Set exercise:
Rewrite the items below, changing "planogram checker" to "shelf audit tool" everywhere it occurs and keeping every other line the same.

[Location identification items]

============================================================

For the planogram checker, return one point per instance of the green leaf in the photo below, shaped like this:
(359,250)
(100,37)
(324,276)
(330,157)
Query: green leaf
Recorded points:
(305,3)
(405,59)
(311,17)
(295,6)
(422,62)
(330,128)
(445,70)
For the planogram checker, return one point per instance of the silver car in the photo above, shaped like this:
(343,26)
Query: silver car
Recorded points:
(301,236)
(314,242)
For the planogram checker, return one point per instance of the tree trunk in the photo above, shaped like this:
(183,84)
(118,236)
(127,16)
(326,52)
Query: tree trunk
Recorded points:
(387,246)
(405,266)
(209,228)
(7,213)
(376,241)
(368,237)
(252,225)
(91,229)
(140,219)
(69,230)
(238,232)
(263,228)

============================================================

Exercise output:
For the shelf audit tool, return one point per instance of the green leaf in the photo below, shaped like this:
(359,250)
(100,37)
(324,276)
(330,157)
Query: green leaf
Recorded points:
(305,3)
(405,59)
(311,17)
(295,6)
(422,62)
(330,128)
(445,70)
For the shelf audit tool, return one point per instance of the silver car in the photo above, shaped like this:
(343,26)
Query: silver car
Recorded points:
(301,236)
(314,242)
For the shelf audit tool, return one point per instance of the tree trunk in the photo above, shaped like this:
(183,84)
(118,236)
(127,16)
(326,52)
Query: tree trunk
Recorded points:
(387,246)
(405,266)
(209,228)
(7,213)
(376,241)
(368,237)
(252,225)
(91,229)
(140,219)
(69,230)
(238,232)
(263,228)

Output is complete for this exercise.